● Fragmento del texto:
● ● ● ● ●

El viernes pasado fue un día encajonado entre dos festividades vacías de contenido que los ciudadanos aprecian en tanto en cuanto posibilitan que un día laboral se convierta en ocioso gracias al “puente” que forman entre ellas. Lo más valorado de estas dos fiestas es esa facultad de enlazar una sucesión de fechas inhábiles laboralmente o, al menos, de servicios mínimos en empresas que no pueden cesar su actividad. Lo que en ellas se conmemora hace ya tiempo que se ha ido diluyendo en la insustancialidad al perder todo sentido para los ciudadanos e, incluso, para los poderes que debían significarlas y potenciarlas.
La celebración del Día de la Constitución sólo sirve para la representación de una clase política que en ese día le rinde un culto hipócrita, tras mantenerla arrinconada el resto del año con el incumpliendo de sus preceptos y valores. El Estado que define la Constitución de 1978, en su Título preliminar, como Social y Democrático de Derecho es continuamente -máxime en la actualidad- negado en la realidad al limitarse o eliminarse desde el Gobierno el contenido social de unos derechos reconocidos a los nacionales en relación al trabajo, la vivienda, la salud, la educación y la justicia, entre otros, imprescindibles para garantizar la igualdad y la libertad de los españoles.
Las “reformas” de todo tipo, en nombre de la sacrosanta economía, han venido a “reducir” estos derechos por parte de los mismos que, serios y circunspectos, declaran inmutable y llena de vitalidad una Constitución a la que desprecian con sus decisiones e iniciativas. Las prestaciones públicas que son la base de un Estado social son cuestionadas como gasto por esos políticos, “constitucionalistas” de boquilla, al objeto de liquidarlas por insostenibles, según parámetros mercantilistas. Es al mercado y no a los ciudadanos, en última instancia, lo que la Constitución protege y lo que mueve a emprender la única actualización del texto legal en los últimos años, al introducir la prioridad de atender la deuda del Estado antes que cualquier derecho garantizado por ella. Si la Carta Magna de un país se convierte en un listado de buenos propósitos que no obligan a los poderes públicos más que cuando afectan a los intereses del Capital, no es de extrañar que lo único que aprecian de ella los ciudadanos sea la posibilidad de descansar y enlazar días de asueto. Su contenido se ha vaciado de significaciones que comprometan ni al Gobiernos ni, por extensión, a la población. Se ha convertido en un símbolo hueco.

● ● ● ● ●

● Tareas del ejercicio:
**A)** Enumera los ámbitos con derechos de contenido social reconocidos a los nacionales que nombra el texto sobre el Día de la Constitución.
**B)** Retoma el texto sobre el Día de la Constitución a partir de su última frase y sigue escribiéndolo.
Los ítems que vienen a continuación no hacen falta.

● Material aportado:
● ● ● ● ●

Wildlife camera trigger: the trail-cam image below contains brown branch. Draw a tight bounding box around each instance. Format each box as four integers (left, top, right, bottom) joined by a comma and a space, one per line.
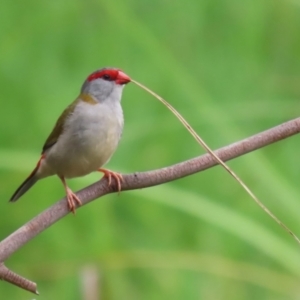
0, 118, 300, 293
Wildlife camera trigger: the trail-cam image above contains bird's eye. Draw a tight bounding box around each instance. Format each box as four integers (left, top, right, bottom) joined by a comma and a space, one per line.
102, 74, 111, 80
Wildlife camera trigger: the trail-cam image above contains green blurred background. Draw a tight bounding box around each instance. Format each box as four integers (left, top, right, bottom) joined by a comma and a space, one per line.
0, 0, 300, 300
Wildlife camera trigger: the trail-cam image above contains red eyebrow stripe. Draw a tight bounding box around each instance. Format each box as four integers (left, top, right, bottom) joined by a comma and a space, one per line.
87, 69, 119, 81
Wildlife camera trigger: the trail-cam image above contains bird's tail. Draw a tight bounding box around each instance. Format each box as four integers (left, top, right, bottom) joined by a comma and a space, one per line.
9, 165, 40, 202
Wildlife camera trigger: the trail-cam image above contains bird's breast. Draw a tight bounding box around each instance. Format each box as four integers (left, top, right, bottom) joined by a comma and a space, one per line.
46, 101, 123, 178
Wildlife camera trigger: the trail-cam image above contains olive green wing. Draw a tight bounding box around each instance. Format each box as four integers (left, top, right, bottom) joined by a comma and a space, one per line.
42, 98, 80, 154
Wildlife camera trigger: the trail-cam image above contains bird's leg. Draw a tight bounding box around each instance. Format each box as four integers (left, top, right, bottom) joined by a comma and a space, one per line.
98, 169, 123, 193
59, 176, 82, 214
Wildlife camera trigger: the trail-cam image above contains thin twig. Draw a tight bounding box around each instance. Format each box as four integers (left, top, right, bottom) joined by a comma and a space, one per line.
0, 118, 300, 291
131, 79, 300, 245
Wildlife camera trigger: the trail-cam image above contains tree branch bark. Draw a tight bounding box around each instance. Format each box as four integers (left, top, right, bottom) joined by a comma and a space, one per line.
0, 118, 300, 294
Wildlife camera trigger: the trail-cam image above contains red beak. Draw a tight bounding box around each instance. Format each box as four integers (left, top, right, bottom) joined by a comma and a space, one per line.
116, 71, 131, 84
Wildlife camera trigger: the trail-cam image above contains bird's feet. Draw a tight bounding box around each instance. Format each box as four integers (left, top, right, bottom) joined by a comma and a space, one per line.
98, 169, 123, 193
66, 187, 82, 214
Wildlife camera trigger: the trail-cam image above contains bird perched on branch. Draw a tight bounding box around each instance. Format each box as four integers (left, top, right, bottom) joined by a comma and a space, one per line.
10, 68, 130, 213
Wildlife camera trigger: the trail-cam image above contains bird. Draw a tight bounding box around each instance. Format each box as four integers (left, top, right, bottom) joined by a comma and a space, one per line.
9, 68, 131, 213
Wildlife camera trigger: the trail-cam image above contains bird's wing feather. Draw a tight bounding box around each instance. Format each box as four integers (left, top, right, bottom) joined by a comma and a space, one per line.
42, 97, 81, 154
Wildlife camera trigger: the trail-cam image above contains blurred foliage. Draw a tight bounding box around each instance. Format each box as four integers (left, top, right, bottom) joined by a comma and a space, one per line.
0, 0, 300, 300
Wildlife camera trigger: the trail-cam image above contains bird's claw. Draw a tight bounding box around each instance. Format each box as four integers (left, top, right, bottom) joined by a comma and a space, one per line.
98, 169, 123, 193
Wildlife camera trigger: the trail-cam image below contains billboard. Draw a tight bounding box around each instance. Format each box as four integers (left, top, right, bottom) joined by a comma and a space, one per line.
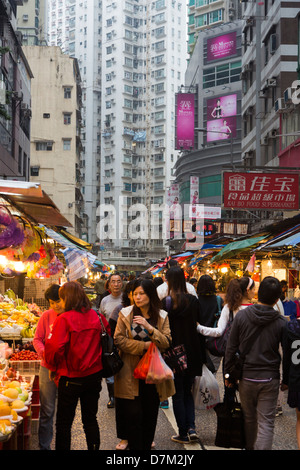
223, 171, 299, 210
175, 93, 195, 150
207, 31, 237, 62
207, 94, 237, 142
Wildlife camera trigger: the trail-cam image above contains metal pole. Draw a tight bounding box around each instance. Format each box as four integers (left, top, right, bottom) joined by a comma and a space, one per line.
255, 0, 262, 166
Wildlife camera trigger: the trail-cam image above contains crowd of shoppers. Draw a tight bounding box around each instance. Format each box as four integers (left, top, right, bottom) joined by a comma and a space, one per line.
34, 260, 300, 450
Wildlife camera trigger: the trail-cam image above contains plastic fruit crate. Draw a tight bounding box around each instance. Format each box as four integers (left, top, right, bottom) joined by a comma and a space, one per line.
9, 361, 41, 375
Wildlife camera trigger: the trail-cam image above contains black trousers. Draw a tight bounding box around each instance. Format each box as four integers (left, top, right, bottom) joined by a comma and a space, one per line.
55, 372, 102, 450
115, 380, 160, 450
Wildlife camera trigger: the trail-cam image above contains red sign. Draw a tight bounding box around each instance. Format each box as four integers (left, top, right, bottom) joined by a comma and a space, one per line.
223, 172, 299, 210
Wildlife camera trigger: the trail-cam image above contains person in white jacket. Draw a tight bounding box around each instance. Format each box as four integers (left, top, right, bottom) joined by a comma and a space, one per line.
197, 276, 255, 337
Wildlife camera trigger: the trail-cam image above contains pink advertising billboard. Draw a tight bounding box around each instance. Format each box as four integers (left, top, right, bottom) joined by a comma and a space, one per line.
176, 93, 195, 150
207, 31, 236, 62
207, 94, 237, 142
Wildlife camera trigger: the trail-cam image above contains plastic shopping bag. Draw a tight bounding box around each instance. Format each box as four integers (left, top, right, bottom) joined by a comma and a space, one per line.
146, 343, 174, 384
133, 343, 153, 380
193, 364, 220, 410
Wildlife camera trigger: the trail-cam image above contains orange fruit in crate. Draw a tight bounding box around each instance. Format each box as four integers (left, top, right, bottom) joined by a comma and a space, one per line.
0, 405, 11, 416
11, 400, 24, 410
8, 380, 21, 388
3, 388, 19, 399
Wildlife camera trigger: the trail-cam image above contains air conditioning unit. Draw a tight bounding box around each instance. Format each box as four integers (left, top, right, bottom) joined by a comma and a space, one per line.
275, 98, 285, 113
259, 88, 267, 98
260, 134, 269, 145
283, 87, 292, 103
266, 78, 277, 87
269, 34, 277, 55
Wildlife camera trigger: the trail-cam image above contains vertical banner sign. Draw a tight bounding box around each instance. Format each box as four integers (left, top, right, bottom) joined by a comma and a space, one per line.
207, 31, 236, 62
207, 94, 237, 142
223, 171, 299, 211
175, 93, 195, 150
166, 184, 182, 238
190, 176, 199, 217
190, 176, 199, 204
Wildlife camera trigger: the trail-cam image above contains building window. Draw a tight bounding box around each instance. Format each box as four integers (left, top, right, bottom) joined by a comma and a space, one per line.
63, 139, 71, 150
30, 166, 40, 176
64, 86, 71, 99
35, 142, 53, 151
64, 113, 71, 125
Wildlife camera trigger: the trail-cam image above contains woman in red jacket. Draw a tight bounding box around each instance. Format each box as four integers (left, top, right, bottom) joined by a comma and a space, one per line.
45, 281, 110, 450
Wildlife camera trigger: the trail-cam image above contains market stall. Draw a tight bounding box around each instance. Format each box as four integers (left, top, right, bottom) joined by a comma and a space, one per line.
0, 180, 109, 450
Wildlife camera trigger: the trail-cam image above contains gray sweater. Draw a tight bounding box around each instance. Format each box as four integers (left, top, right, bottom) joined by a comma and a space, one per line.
224, 304, 286, 379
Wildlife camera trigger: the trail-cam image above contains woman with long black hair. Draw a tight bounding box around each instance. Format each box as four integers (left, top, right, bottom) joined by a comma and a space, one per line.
163, 266, 206, 444
114, 279, 174, 450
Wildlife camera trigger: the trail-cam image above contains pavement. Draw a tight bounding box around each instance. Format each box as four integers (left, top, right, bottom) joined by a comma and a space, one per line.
30, 373, 298, 454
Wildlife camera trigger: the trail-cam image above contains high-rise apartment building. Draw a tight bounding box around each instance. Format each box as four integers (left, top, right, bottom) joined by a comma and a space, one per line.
188, 0, 241, 53
241, 0, 300, 169
49, 0, 187, 267
23, 46, 83, 236
17, 0, 48, 46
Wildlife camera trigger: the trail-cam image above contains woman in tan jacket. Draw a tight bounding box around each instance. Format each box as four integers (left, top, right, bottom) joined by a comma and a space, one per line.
114, 279, 175, 450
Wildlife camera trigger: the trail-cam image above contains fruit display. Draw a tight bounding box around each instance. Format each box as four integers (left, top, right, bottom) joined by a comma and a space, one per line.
0, 289, 42, 338
10, 349, 39, 361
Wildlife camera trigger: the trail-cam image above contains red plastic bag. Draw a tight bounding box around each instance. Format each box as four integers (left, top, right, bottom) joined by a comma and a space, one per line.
146, 343, 174, 384
133, 343, 154, 380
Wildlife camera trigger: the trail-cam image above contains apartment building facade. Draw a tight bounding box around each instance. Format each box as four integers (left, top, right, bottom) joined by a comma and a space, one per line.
241, 0, 300, 168
101, 0, 187, 266
49, 0, 187, 266
17, 0, 48, 46
0, 0, 32, 181
23, 46, 83, 236
188, 0, 241, 54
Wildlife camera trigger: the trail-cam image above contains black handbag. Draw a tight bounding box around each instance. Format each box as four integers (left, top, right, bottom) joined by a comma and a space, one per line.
162, 296, 187, 374
97, 312, 124, 378
162, 344, 187, 374
226, 325, 264, 380
214, 396, 246, 449
205, 310, 233, 357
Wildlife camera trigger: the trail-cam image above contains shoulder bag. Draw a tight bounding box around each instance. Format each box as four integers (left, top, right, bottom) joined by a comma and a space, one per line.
205, 310, 233, 357
226, 325, 265, 380
96, 311, 123, 378
162, 295, 187, 374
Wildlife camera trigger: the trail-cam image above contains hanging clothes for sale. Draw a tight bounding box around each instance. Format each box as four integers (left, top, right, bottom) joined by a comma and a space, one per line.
282, 299, 297, 320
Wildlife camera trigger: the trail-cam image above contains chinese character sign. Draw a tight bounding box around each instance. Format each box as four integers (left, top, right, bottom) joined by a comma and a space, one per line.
207, 31, 237, 62
176, 93, 195, 150
223, 172, 299, 210
207, 94, 237, 142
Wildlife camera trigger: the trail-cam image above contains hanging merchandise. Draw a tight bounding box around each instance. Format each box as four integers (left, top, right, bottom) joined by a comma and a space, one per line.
0, 206, 24, 249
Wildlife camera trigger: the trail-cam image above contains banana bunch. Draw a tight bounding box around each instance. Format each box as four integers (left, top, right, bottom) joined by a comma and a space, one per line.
20, 326, 36, 338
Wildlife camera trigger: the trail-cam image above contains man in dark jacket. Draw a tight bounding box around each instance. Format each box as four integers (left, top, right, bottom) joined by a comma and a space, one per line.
281, 318, 300, 449
225, 276, 286, 450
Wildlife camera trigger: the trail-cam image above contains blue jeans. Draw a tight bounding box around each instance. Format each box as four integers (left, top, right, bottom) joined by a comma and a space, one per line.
172, 374, 195, 437
55, 372, 102, 450
39, 366, 57, 450
239, 379, 279, 450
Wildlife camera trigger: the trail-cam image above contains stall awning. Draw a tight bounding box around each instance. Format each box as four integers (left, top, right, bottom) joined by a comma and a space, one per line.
39, 224, 109, 280
268, 232, 300, 249
0, 180, 72, 227
210, 236, 266, 263
60, 230, 93, 250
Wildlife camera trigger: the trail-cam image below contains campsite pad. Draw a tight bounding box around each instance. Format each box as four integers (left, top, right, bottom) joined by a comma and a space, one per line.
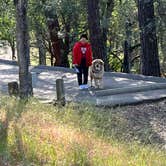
0, 60, 166, 106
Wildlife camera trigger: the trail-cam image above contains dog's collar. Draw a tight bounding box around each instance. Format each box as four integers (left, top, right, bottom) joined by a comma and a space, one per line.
92, 69, 101, 73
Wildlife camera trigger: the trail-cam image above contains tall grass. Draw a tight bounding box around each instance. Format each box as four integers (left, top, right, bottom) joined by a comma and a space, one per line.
0, 97, 166, 166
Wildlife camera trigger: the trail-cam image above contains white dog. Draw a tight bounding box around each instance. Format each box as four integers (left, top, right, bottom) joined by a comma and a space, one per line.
90, 59, 104, 89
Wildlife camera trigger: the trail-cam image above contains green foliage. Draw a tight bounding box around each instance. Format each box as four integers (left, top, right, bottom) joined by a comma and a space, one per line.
0, 98, 166, 166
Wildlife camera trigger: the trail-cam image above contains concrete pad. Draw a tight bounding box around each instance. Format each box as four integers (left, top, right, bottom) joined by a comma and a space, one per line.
0, 60, 166, 105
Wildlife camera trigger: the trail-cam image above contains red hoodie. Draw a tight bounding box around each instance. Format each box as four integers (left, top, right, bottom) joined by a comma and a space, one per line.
73, 41, 92, 67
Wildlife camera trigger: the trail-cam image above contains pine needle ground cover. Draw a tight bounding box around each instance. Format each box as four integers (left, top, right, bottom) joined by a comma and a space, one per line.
0, 97, 166, 166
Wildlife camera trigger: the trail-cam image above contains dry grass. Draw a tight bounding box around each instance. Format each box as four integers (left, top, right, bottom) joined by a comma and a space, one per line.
0, 98, 166, 166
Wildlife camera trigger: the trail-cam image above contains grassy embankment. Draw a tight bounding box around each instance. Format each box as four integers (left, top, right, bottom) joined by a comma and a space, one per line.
0, 97, 166, 166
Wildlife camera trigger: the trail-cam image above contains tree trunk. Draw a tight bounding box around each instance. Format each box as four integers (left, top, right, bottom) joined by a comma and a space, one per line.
102, 0, 114, 71
61, 21, 70, 67
138, 0, 160, 76
123, 20, 132, 73
123, 40, 130, 73
9, 39, 16, 60
14, 0, 32, 98
36, 29, 46, 65
48, 16, 62, 66
87, 0, 106, 61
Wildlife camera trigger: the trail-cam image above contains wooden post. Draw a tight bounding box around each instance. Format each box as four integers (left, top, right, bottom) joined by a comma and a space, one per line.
8, 81, 19, 96
56, 79, 66, 106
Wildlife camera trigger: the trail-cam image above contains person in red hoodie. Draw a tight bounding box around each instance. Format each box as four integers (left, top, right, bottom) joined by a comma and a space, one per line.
73, 34, 92, 89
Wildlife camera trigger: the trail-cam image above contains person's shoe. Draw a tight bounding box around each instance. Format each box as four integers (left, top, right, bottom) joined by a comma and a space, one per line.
83, 84, 89, 89
79, 85, 84, 90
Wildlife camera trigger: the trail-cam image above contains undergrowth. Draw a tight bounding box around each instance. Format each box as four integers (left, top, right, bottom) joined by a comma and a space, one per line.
0, 97, 166, 166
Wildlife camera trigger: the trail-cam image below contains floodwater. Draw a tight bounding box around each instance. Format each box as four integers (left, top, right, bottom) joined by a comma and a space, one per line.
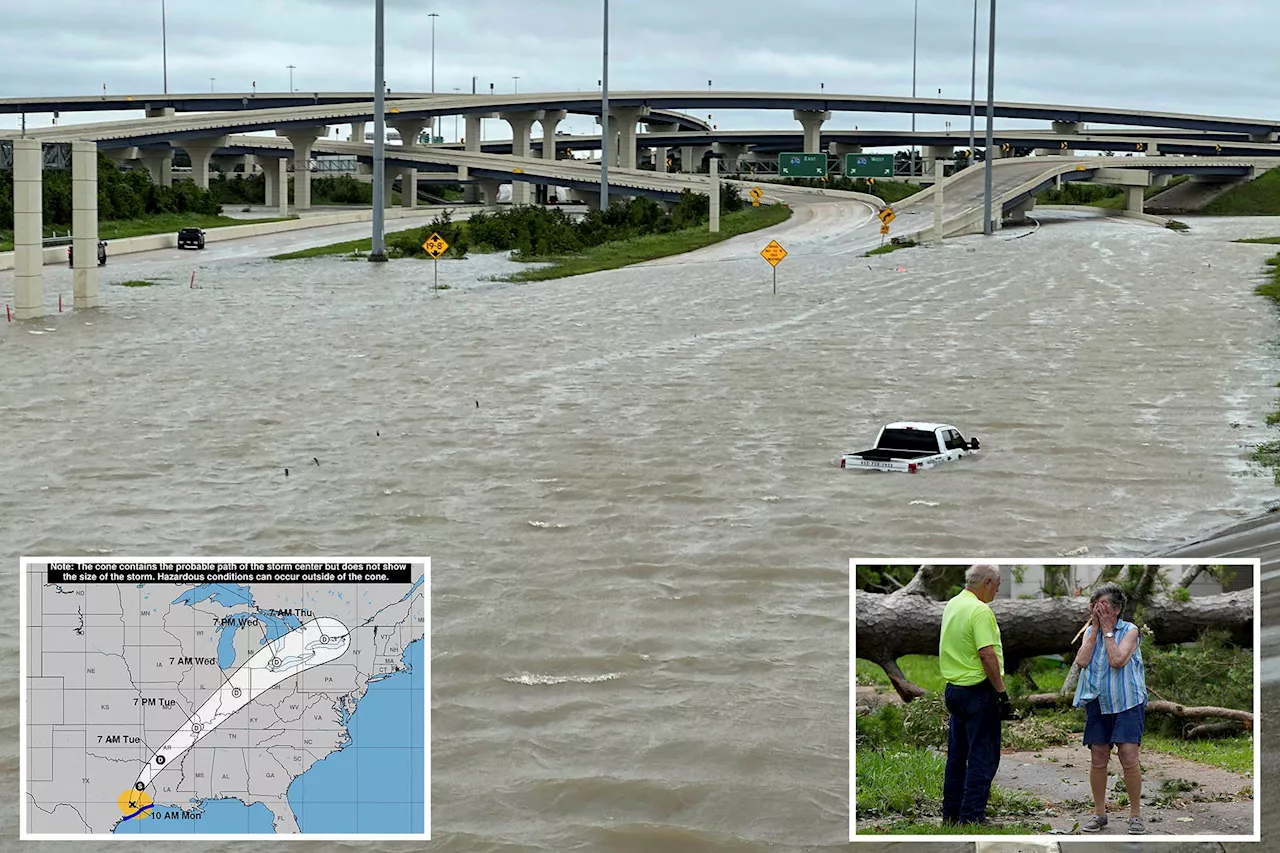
0, 195, 1280, 852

● ● ● ● ●

● Respuestas por tarea:
**A)** El trabajo, la vivienda, la salud, la educación y la justicia.

**B)**
Tan hueco como el Día de la Inmaculada Concepción de María, otro dogma que la religión se empeña en mantener en su obsesión por considerar pecado todo lo relativo a las relaciones sexuales, aunque se vea obligada a modificar otras “creencias” antes indiscutidas, como la estrella que “guió” a los reyes magos, la improbabilidad de la burra y el buey en el portal de Belén y hasta la existencia del purgatorio en el imaginario sobrenatural. Ni a los más beatos de los feligreses les importa, a estas alturas, que una mujer pariera un dios conservando su virginidad divina, sino la posibilidad de librar otro día de descanso en el calendario laboral. Ya la Iglesia y sus representantes terrenales habían demostrado la falta de todo contenido esperanzador en la simbología trascendental con esa preocupación enfermiza sobre las cuestiones reproductivas humanas (virginidad, aborto, bodas, etc.) antes que a los problemas reales (trabajo, vivienda, usura de los bancos, esclavitud, etc.) que afectan a todos los ciudadanos, incluidos los católicos. Tanto es así que las únicas manifestaciones que se vieron acompañadas de obispos en este país fueron contra el aborto como derecho de la mujer, sin sometimiento a tutelas religiosas o médicas. ¿Cómo pueden todavía los “príncipes” de la Iglesia lamentarse desde el púlpito que la gente se dedique a sus pasiones antes que a los cultos dogmáticos en honor a una supuesta virgen?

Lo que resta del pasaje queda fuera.